練習問題.
• a. 本文のうち、「その山南なんですが、大劇場公」から「っているのかもしれませんが。」までの部分をそのまま書き写しなさい。
• b. 本文にある次の一文を英語に訳しなさい。「池田屋騒動の最後に山南の脱走を告げられた時、土方は(信じられない。)といった表情が浮かびます。」

本文.
東宝星組公演
『誠の群像』
<作品>(2/2)
第九場A 別れ
土方とお小夜はそれから何回か逢っていた事が分かる追加の場面。土方はお小夜の手紙を読みながら表情がどんどんつらそうになっていきます。そして、その想いを抱えたまま池田屋騒動へ。つらい気持ちをぶつけるかの如くの立ち回りは、一層迫力を増していました。
特に、浪士(湖月わたる)を刺したまま階段をかけあがり、「バサッ」と引き抜く時のド迫力に参ってしまいました。
池田屋騒動の最後に山南の脱走を告げられた時、土方は(信じられない。)といった表情が浮かびます。ここがあるから、次の山南の銀橋の唄の始まりがスムーズに流れていて良いと思いました。
その山南なんですが、大劇場公演の時に山南の「誠」が何なのかが気になって東宝でも注目していたのですが、東宝になって「美しく死ぬこと」が強調されているような印象があるのですが、本来は「血を流す事なく尊皇佐幕を実現させたかったが、夢破れた。かくなる上は…」だから、死ぬことを覚悟して脱走したのでは?と思っているのですがその点は東宝でも今一つ明確ではないように思いました。私の解釈が間違っているのかもしれませんが。

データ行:
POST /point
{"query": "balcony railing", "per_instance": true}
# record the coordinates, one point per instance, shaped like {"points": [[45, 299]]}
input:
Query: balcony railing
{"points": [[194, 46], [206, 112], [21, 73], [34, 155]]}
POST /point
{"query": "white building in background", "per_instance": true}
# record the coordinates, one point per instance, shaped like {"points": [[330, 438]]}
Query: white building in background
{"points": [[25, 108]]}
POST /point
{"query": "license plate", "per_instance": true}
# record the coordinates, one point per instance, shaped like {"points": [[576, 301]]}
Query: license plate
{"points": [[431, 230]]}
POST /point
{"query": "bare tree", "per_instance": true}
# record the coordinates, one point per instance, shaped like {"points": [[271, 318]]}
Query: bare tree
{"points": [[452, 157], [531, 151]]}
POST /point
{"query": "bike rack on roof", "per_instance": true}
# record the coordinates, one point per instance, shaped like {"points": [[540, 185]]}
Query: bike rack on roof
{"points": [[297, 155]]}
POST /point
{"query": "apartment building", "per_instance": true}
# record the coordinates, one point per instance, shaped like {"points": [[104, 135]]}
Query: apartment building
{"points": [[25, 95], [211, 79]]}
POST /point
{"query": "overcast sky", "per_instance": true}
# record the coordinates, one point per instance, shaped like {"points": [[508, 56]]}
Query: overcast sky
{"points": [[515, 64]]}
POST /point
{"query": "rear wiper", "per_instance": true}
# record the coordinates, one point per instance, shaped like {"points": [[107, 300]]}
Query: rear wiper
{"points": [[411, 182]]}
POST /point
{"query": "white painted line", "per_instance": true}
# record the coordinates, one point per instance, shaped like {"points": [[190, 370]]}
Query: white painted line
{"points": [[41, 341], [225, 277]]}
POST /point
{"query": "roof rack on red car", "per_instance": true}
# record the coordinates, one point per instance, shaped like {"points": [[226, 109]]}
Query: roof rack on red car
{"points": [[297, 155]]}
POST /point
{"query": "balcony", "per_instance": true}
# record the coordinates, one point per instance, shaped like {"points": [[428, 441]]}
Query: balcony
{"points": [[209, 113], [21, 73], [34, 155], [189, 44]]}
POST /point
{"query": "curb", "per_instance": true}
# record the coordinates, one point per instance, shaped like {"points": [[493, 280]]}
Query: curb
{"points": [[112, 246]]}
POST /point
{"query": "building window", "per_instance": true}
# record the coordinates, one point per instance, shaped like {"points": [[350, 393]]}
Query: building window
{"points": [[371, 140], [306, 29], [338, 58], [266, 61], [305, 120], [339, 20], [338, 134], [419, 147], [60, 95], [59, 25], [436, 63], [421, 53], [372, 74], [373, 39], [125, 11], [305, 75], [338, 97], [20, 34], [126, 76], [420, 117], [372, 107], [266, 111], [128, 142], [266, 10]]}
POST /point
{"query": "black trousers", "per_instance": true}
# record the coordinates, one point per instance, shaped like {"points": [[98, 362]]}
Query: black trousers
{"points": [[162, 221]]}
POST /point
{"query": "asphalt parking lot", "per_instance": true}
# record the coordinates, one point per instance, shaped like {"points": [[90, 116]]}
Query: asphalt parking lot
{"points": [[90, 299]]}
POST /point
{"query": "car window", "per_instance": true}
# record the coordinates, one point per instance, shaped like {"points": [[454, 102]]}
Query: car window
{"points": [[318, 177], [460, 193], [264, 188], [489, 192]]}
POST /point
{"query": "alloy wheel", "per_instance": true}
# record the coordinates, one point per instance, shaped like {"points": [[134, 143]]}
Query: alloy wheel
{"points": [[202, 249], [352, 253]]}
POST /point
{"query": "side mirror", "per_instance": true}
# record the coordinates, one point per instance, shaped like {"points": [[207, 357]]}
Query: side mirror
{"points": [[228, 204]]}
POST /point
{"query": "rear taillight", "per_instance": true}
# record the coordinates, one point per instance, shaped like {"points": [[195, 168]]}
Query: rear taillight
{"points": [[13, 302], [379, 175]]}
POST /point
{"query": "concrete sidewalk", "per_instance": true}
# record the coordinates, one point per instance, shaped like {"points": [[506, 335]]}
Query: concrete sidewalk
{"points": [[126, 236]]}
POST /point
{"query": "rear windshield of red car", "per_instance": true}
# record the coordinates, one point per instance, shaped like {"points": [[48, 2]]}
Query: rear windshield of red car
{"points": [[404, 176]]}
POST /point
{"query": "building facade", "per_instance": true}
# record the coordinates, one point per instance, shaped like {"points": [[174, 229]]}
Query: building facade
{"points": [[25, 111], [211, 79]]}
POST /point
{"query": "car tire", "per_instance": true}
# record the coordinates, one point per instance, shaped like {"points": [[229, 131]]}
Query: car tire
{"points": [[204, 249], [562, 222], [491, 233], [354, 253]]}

解答.
• a.
その山南なんですが、大劇場公演の時に山南の「誠」が何なのかが気になって東宝でも注目していたのですが、東宝になって「美しく死ぬこと」が強調されているような印象があるのですが、本来は「血を流す事なく尊皇佐幕を実現させたかったが、夢破れた。かくなる上は…」だから、死ぬことを覚悟して脱走したのでは?と思っているのですがその点は東宝でも今一つ明確ではないように思いました。私の解釈が間違っているのかもしれませんが。

• b. At the end of the Ikedaya Incident, when Hijikata is told of Yamanami's desertion, an expression as if to say (I can't believe it.) appears on his face.